* SUPPLIED MATERIAL
* * *
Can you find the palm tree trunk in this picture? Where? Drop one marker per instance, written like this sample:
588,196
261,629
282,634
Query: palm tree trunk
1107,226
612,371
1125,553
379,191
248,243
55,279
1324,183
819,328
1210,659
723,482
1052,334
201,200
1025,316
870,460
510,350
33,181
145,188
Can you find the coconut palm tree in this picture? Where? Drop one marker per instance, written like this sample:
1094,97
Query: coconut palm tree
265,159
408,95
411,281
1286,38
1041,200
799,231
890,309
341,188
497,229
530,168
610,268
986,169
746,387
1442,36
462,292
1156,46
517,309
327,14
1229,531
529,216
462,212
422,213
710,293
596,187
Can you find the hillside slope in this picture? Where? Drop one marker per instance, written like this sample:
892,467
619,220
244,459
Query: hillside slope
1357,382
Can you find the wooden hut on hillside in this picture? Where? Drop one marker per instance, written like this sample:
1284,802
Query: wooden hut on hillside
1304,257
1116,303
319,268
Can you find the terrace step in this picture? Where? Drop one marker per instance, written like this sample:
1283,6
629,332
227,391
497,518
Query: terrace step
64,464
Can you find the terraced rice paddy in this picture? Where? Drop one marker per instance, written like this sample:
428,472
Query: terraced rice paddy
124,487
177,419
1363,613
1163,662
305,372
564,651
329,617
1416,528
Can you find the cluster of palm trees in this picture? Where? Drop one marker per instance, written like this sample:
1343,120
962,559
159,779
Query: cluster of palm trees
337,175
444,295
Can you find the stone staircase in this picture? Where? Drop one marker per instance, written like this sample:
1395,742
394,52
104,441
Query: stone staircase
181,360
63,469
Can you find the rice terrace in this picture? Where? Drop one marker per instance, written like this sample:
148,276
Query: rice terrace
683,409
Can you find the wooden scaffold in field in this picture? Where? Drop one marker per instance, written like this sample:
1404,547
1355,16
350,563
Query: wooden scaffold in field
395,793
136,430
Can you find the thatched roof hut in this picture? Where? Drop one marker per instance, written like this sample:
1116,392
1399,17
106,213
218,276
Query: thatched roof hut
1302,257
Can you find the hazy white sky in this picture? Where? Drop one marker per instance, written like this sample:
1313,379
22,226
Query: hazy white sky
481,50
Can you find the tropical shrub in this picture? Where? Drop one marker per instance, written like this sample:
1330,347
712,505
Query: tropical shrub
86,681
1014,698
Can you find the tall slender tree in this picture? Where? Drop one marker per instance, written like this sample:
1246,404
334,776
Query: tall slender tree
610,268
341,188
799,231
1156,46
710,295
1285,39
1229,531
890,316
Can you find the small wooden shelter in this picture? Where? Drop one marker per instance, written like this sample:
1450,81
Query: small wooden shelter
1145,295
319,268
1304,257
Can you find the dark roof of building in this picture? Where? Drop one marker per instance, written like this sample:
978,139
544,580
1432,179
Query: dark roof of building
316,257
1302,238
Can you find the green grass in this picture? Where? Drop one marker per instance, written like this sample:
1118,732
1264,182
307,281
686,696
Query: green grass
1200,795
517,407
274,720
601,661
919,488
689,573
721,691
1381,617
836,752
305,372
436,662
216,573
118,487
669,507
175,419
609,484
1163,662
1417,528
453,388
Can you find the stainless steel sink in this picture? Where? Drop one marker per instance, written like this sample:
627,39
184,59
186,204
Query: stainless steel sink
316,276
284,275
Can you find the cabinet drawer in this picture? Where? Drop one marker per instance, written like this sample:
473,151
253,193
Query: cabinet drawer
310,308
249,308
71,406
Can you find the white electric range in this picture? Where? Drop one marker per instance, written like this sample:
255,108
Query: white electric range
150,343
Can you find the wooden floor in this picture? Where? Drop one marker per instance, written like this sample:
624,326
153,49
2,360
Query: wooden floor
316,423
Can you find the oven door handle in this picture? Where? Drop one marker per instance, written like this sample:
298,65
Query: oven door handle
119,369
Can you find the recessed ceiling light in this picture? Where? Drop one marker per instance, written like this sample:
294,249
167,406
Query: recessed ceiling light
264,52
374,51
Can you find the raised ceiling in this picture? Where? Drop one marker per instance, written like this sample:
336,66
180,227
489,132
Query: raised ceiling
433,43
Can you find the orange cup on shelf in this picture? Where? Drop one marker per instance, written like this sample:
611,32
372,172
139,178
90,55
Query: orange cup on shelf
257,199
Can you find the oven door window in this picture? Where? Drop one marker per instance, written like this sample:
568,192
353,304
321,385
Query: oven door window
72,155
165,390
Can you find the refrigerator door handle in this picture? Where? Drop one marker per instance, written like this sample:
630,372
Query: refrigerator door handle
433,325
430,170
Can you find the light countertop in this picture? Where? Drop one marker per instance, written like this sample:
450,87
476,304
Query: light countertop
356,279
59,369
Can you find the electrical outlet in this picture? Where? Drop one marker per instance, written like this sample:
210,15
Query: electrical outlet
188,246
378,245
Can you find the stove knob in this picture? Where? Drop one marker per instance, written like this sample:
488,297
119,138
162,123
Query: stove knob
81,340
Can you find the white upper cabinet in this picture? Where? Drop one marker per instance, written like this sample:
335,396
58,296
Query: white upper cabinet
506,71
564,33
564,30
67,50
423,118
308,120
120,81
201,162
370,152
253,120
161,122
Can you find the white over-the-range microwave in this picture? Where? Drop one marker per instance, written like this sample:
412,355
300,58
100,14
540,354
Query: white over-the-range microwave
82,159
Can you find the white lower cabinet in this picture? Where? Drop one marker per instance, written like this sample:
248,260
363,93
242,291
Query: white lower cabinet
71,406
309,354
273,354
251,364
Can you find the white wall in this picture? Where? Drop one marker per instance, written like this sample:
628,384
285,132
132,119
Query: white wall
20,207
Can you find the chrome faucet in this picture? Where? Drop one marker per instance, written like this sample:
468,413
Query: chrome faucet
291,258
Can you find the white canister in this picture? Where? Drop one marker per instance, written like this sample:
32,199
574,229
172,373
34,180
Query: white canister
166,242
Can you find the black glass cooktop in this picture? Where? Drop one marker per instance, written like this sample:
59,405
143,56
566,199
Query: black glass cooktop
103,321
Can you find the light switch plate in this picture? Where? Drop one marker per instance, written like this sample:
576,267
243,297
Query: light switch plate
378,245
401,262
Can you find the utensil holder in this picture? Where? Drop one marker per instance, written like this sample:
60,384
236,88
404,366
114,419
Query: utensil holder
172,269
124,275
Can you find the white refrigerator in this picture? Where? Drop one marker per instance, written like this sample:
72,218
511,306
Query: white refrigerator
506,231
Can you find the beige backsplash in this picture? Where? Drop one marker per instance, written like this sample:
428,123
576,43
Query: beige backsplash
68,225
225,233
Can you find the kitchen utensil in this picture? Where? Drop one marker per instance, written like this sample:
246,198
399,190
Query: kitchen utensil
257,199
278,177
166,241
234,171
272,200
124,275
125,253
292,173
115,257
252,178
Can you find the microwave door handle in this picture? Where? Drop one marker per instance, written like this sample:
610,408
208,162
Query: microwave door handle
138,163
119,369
* * *
* ACTIVITY
Retype the complete listing verbatim.

* WRITTEN RESPONSE
Can you find the palm tree trunk in this picture? Where? Drop one marker per instance, written like this sample:
588,196
261,629
282,634
Query: palm tree trunk
1107,226
612,371
1125,553
379,191
248,243
55,279
1324,183
819,328
1210,659
723,482
1052,334
201,200
1025,316
870,460
510,350
33,181
145,188
Can you find the coconut palm tree in this picture? Where? Drop one marker per instance, written like this sample:
1094,97
Query: coconut palm tree
265,159
408,95
411,281
1286,38
1041,200
799,231
890,309
341,188
497,229
530,168
610,268
986,169
746,387
1442,36
462,292
1156,46
517,309
327,14
1229,531
529,216
462,212
422,213
710,293
596,187
Can you find the hillside slope in this picture? Where? Drop one marker per instance, written like this sample:
892,467
619,220
244,459
Query: hillside slope
1357,382
Can you find the wooden hut on hillside in this picture? Where? Drop one marker per instance, written like this sample:
1284,802
Query: wooden hut on hillside
1304,257
1116,303
319,268
Can you find the terrace step in this picture? Where? Drop one marker per instance, written like this sample:
1283,6
629,332
227,391
497,518
Query: terrace step
64,464
Can you find the terraced rice paddy in this picture? Where? Drop one marker per instance, written like this sample:
428,472
Query: terraced rice paddy
124,487
177,419
1363,613
1163,662
305,372
564,651
329,617
1416,528
Can you find the cluster of palm trees in this picture? Where? Drop one marker per instance, written like this sample:
1343,120
962,559
159,779
Query: cluster of palm trees
337,175
444,295
Can you find the stone staircase in this picture? Where? Drop one marker per instance, written like this sample:
1395,742
394,52
104,441
Query: stone staircase
181,360
63,469
Can you find the rice terrace in this picture? Where? Drop one marker per instance, written like this sample:
148,276
Query: rice terrace
683,409
Can you find the wooden scaffold in field in this picture? Where? Drop one marker per instance, written like this sample:
1404,547
1355,16
350,563
Query: wooden scaffold in field
395,793
136,430
Can you find the thatched roof hut in this picture? Where? Drop one marker per instance, written like this sample:
1116,392
1399,17
106,213
218,276
Query: thatched roof hut
1302,257
Can you find the hazy white sky in this picture? Where? Drop one marker per instance, written like this sample:
1313,379
22,226
Query: hazy white sky
481,50
Can you find the tropical shrub in this picture? Where? Drop one marker per instance, written like this sample:
1330,347
712,505
Query: tropical shrub
86,681
1014,698
Can you find the tall slender tree in this picture? Where? Drop one marker per instance, written like this sample:
1246,404
334,776
Query: tall slender tree
610,268
341,188
799,231
1156,46
710,295
1285,39
1229,531
890,316
Can you find the small wooden shelter in this picture? Where? Drop one marker per instance, written like this sample:
1450,81
Query: small wooden shelter
1145,295
319,268
1304,257
Can you find the dark roof of building in this picture? Where? Drop one marker per instance, written like this sample:
978,139
544,580
1432,179
Query: dark roof of building
316,257
1302,238
Can you find the green grass in this picture? Where? Drop one marker per instance, written like this sample:
1118,732
1264,182
307,281
686,696
Query: green grass
1200,795
517,407
274,720
601,661
919,488
689,573
721,691
1381,617
836,752
305,372
436,662
216,573
118,487
669,507
175,419
609,484
1163,662
1417,528
453,388
Can you find the stainless steel sink in this picture? Where? Drop one marker per instance, written like this sample:
627,39
184,59
186,204
Query: stainless steel sink
316,276
284,275
Can you find the cabinet drawer in this picture? Where? Drop one marker per instance, written like this sample:
473,151
253,193
Query: cabinet drawer
310,308
249,308
71,406
Can you find the white electric range in this picture? Where? Drop one marker per instance, written like this sample:
255,108
Query: white electric range
150,343
Can you find the wooden floor in this picture? Where? Drop one marker per instance, written like this sample:
624,326
153,49
2,360
Query: wooden floor
316,423
Can you find the oven door handle in this picture? Where? Drop one marker per instance, written like this sample:
298,65
Query: oven door handle
119,369
Can you find the recessed ceiling light in this picture? Where? Drop one marker per instance, written like this sample:
294,249
167,406
Query: recessed ceiling light
264,52
374,51
Can you find the raised ceiling in this picture? Where? Drop one marker per instance, written like this sample:
336,66
180,227
489,132
Query: raised ceiling
433,43
Can you find the orange cup on shelf in this picture? Where? Drop one marker per instance, written like this sample:
611,32
372,172
139,178
90,55
Query: orange cup on shelf
257,199
Can you find the oven door window in this picture? Where? Drop one marker per instance, written like this sample:
568,192
353,304
321,385
Query: oven door window
72,155
165,390
Can you find the refrigerator door handle in this picture? Where? Drop one marker per instance, written like this sample:
630,372
Query: refrigerator door handle
433,325
430,170
Can you find the light countertop in this picture? Where? Drop one marker per instance, written like this sample:
450,87
476,304
Query: light countertop
356,279
59,369
Can you find the electrical outlet in this picture? Where? Drop one marker per instance, written like this sample:
210,15
Query: electrical outlet
188,246
378,245
Can you find the stove knob in this picture? Where? Drop one marker per instance, written like this sample:
488,297
119,138
162,123
Query: stove knob
81,340
Can you find the white upper cabinet in this picture? Where? Drop one marker per instance, written like this sample:
335,396
58,296
Query: white upper cabinet
506,71
564,33
564,30
67,50
423,118
308,120
120,81
201,162
370,152
253,120
161,122
Can you find the white over-the-range microwave in this picture? Where? Drop one marker per instance, written like this sample:
412,355
300,58
100,14
540,354
Query: white over-the-range microwave
82,159
Can you find the white lower cabinet in this picture? Where? Drop one marker per instance, written like this sample:
248,260
363,93
242,291
Query: white lower cabinet
71,406
309,354
273,354
251,364
Can you find the white wall in this picture? Where? Drop one marker per instance, written like this sample:
628,384
285,132
132,119
Query: white wall
20,207
Can you find the chrome faucet in this picture? Where? Drop one marker per instance, written like this sample:
468,413
Query: chrome faucet
291,258
Can you find the white canister in this picture? Where? Drop one marker per instance, written like this sample:
32,199
574,229
172,373
34,180
Query: white canister
166,242
Can you find the black glass cooktop in this picture? Where? Drop one marker per instance, written like this sample:
59,405
143,56
566,199
Query: black glass cooktop
103,321
Can you find the light switch plate in this picture? Where? Drop one marker per instance, written like this sample:
576,267
243,297
Query: light switch plate
378,245
401,262
Can you find the utensil holder in this picture? Where? Drop one marker per instance, written like this sample:
60,384
236,88
404,366
114,419
Query: utensil holder
172,269
124,275
Can you find the white refrigerator in this picture? Where? Drop one marker per instance, written like this sample:
72,218
511,306
Query: white refrigerator
506,231
Can you find the beige backsplash in this picture? Where? Drop one marker per instance, written like this sample:
428,123
576,43
Query: beige backsplash
68,225
225,233
Can you find the kitchen utensil in this picture? Where? Drop one marker per instance, written like this sample:
246,198
399,190
Query: kitchen utensil
257,199
278,177
166,241
234,171
272,200
124,275
125,253
292,173
115,257
252,178
Can you find the microwave door handle in this picture? Where? Drop one marker per instance, written like this sample:
610,408
208,162
Query: microwave door handle
138,163
119,369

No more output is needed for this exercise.